» **Stated exercise 1**
List the kinds of scholars that the passage on liberalism and religion names as having re-examined and challenged the premises of liberalism.
» **Stated exercise 2**
Find each line in the listing that contains the word "roof", and copy those lines.

» **Text excerpt**
──────────────────────────────
Many of the contributors to First Things are high-profile academics
situated in our most distinguished private and public universities,
and it is clear from their commentaries that they see no bright line
dividing their religious lives from the lives they pursue as teachers
and scholars.
Following in the wake of Rawls and Neuhaus, any number of theologians,
philosophers, historians, and political theorists have re-examined,
debated, challenged, and at times rejected the premises of liberalism,
whether in the name of religion, or communitarianism, or
multiculturalism.
To the extent that liberalism's structures have been undermined or at
least shaken by these analyses, the perspicuousness and usefulness of
distinctions long assumed -- reason as opposed to faith, evidence as
opposed to revelation, inquiry as opposed to obedience, truth as
opposed to belief -- have been called into question. And finally (and
to return to where we began), the geopolitical events of the past
decade and of the past three years especially have re-alerted us to
the fact that hundreds of millions of people in the world do not
observe the distinction between the private and the public or between
belief and knowledge, and that it is no longer possible for us to
regard such persons as quaintly premodern or as the needy recipients
of our saving (an ironic word) wisdom.
──────────────────────────────
» **Supplied data**
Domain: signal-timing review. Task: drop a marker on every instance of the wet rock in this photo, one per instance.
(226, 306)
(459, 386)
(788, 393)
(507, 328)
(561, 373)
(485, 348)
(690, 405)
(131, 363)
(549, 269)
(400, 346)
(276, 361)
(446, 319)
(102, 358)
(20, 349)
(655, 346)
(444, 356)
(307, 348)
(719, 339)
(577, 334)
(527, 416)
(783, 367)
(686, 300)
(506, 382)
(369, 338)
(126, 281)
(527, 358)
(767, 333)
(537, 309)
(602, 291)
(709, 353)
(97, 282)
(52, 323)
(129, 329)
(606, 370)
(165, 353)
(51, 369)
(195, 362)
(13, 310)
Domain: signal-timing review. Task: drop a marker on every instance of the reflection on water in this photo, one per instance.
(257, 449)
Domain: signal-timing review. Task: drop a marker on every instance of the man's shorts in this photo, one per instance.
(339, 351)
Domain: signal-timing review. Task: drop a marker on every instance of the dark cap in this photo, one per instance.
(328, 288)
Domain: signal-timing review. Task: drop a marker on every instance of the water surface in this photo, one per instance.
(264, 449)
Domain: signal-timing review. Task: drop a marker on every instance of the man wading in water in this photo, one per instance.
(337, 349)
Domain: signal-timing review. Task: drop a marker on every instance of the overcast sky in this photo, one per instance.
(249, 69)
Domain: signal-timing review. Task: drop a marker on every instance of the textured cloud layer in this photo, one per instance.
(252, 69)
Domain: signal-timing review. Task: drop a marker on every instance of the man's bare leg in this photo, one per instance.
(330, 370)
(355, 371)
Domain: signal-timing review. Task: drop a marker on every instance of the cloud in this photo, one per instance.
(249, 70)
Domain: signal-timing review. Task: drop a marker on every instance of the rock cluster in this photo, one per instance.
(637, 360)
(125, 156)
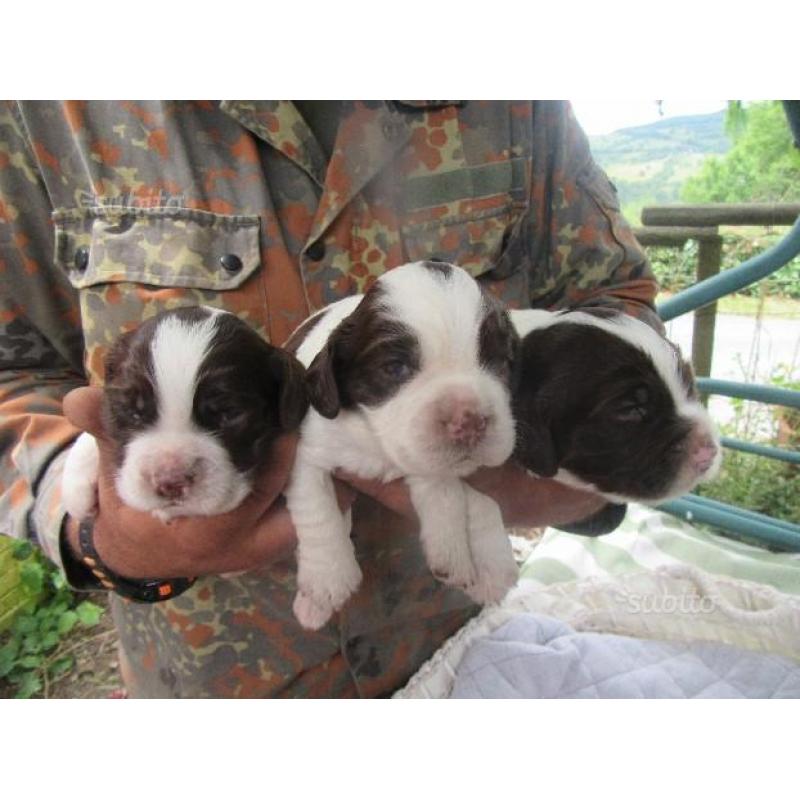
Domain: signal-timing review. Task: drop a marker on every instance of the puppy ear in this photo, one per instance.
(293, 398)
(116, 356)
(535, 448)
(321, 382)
──────────────────────────────
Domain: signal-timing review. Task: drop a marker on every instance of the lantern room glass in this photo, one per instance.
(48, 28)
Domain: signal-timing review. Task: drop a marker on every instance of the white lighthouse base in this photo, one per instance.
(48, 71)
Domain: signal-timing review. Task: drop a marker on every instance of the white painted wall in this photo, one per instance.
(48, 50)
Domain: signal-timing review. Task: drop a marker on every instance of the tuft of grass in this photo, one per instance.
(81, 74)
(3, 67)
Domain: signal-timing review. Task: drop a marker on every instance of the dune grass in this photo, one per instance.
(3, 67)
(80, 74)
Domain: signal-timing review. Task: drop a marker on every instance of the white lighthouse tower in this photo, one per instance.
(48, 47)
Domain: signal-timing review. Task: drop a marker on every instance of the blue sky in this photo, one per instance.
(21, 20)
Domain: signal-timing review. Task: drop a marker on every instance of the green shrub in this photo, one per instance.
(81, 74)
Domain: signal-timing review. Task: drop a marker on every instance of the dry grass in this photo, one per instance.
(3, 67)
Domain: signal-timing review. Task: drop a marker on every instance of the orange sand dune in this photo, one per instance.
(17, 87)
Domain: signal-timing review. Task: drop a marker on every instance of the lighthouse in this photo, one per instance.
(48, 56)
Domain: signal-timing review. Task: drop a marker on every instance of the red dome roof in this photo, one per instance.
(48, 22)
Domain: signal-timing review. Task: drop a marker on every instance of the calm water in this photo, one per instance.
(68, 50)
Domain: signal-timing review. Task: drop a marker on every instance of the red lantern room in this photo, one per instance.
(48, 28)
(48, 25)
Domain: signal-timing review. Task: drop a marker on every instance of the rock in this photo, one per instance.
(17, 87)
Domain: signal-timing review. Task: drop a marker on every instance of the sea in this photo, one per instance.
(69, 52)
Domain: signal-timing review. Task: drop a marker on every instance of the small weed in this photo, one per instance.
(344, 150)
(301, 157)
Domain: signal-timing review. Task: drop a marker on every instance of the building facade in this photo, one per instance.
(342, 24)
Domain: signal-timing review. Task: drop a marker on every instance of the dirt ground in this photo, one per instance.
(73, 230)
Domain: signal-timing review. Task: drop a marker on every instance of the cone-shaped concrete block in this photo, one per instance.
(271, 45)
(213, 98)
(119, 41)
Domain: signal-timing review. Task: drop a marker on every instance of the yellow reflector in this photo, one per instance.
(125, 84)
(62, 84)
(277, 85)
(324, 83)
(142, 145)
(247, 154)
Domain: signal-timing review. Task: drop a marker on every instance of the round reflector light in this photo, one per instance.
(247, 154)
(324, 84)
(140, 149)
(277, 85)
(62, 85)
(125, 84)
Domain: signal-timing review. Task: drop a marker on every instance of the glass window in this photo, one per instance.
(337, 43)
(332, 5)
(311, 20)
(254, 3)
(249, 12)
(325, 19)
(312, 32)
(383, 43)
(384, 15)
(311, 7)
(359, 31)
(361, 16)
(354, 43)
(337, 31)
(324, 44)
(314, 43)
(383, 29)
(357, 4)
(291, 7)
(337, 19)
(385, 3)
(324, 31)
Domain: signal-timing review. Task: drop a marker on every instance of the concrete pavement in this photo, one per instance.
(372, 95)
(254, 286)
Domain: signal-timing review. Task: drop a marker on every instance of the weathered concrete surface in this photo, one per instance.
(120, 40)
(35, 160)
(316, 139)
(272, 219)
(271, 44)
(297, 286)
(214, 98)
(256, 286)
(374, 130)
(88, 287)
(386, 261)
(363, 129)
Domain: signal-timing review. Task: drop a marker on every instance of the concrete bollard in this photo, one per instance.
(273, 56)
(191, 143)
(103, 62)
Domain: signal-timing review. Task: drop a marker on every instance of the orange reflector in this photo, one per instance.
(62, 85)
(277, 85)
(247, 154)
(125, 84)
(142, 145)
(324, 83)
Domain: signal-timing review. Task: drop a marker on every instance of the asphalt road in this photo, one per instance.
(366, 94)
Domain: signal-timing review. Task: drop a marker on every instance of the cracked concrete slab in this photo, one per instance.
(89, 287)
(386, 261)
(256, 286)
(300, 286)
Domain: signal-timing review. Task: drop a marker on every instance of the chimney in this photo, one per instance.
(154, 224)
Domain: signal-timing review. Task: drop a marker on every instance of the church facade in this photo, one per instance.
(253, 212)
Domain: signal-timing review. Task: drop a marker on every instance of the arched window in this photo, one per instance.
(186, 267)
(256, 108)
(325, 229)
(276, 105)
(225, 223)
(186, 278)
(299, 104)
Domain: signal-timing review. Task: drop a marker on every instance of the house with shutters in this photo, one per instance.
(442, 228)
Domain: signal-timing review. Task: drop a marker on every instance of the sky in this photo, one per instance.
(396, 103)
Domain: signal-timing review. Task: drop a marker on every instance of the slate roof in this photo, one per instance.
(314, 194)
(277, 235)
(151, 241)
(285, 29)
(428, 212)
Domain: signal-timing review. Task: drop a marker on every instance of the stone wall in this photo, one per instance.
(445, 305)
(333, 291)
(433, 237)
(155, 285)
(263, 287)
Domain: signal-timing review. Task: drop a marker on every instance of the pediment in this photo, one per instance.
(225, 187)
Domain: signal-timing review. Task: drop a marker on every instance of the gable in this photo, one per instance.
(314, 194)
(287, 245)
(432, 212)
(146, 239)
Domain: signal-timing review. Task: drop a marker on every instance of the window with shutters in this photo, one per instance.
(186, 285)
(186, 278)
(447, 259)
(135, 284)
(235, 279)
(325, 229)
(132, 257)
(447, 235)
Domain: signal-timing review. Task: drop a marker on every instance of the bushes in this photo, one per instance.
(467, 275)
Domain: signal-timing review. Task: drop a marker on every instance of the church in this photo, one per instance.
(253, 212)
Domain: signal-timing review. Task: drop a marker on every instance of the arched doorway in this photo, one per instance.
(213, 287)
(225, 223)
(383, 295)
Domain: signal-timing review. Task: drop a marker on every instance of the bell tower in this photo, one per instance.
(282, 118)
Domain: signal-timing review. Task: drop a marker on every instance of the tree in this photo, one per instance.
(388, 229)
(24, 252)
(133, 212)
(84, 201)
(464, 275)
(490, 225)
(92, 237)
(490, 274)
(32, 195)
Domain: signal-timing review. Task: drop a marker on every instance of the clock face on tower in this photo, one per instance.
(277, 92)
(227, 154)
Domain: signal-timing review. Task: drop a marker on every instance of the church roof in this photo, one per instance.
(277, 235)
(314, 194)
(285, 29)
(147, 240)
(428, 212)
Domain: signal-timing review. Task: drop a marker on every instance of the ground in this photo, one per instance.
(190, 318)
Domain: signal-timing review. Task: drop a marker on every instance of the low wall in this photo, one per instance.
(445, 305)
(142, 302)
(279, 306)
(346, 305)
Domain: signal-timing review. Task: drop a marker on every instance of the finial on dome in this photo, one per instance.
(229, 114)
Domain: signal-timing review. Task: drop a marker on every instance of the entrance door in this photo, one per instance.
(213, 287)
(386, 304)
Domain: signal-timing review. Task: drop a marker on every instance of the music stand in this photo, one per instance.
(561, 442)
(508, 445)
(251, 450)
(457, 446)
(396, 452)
──────────────────────────────
» **Correct answer 1**
theologians, philosophers, historians, political theorists

» **Correct answer 2**
Domain: signal-timing review. Task: drop a marker on every instance of the red dome roof in this photo, one per instance.
Domain: signal-timing review. Task: drop a marker on every instance of the slate roof in this photo, one per instance.
Domain: signal-timing review. Task: drop a marker on every instance of the church roof in this photo, one per instance.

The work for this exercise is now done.